**ABOUT THIS TASK**
Every line with the string "beak" should be copied from the data.

[Region pointing data]
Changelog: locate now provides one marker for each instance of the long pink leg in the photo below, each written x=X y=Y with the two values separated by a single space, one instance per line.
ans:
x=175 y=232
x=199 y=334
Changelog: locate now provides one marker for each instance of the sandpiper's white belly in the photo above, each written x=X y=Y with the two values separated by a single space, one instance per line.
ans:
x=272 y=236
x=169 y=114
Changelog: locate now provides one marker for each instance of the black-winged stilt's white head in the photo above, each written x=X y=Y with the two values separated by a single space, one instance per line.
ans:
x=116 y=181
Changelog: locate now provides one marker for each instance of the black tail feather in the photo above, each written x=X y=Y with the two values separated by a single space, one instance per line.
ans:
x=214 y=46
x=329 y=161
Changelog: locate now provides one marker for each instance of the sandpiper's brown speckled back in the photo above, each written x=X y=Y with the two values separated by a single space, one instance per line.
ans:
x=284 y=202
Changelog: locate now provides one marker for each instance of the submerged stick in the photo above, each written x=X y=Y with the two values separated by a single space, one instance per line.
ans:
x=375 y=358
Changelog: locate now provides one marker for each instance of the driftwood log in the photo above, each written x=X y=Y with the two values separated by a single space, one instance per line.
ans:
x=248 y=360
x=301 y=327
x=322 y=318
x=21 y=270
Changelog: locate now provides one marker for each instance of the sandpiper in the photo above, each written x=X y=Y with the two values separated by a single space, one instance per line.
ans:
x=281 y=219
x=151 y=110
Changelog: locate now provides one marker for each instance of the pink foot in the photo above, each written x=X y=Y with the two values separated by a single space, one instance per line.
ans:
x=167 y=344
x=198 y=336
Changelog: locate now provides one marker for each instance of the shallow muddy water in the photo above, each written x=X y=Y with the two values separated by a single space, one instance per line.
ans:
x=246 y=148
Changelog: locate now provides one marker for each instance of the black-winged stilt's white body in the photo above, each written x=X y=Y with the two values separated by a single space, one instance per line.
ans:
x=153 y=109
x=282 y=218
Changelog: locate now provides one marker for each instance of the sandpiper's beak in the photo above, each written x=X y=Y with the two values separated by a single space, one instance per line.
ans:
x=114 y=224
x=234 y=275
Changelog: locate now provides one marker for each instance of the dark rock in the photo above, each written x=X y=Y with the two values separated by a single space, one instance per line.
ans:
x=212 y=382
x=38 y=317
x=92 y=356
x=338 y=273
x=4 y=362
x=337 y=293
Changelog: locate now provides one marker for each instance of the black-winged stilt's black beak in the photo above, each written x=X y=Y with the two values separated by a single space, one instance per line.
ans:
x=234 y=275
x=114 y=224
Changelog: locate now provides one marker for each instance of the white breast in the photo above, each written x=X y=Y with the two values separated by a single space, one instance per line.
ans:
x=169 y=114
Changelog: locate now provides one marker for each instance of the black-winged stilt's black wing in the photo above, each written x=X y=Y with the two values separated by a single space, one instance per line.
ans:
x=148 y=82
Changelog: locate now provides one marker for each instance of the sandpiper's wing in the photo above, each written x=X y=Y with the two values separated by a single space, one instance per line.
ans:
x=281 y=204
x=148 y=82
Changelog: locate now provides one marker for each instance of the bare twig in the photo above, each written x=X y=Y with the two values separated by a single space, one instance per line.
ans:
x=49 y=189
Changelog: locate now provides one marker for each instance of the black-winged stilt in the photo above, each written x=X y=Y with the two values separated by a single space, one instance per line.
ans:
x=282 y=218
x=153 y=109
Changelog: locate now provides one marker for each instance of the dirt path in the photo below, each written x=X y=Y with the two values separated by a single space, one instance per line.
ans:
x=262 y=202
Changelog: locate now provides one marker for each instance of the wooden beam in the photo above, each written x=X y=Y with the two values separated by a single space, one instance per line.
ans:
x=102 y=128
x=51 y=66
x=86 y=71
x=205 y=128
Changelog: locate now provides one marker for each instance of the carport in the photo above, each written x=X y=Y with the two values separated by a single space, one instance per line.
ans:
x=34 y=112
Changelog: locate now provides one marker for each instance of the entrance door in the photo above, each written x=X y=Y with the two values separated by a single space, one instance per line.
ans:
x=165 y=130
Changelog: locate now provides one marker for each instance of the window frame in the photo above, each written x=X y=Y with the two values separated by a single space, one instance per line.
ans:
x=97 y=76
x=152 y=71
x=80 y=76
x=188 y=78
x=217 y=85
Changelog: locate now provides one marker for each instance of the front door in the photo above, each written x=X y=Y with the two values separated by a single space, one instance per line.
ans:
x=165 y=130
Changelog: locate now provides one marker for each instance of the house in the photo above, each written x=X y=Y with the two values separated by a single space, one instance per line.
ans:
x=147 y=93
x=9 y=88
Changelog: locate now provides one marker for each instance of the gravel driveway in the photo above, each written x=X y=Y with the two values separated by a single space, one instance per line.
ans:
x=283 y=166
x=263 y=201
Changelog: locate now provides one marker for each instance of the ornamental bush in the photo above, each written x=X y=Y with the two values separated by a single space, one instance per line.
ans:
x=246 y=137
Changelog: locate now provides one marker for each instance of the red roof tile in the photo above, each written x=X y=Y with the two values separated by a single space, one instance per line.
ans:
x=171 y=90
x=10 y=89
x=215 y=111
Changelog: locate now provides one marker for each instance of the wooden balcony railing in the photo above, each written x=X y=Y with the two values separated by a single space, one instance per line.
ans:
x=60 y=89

**ANSWER SECTION**
Changelog: locate now provides one marker for each instance of the sandpiper's beak in the photo above, each written x=X y=Y with the two values separated by a single space, one instance per line.
Changelog: locate now provides one marker for each instance of the black-winged stilt's black beak in the photo above, each written x=X y=Y with the two values separated by a single space, one instance per line.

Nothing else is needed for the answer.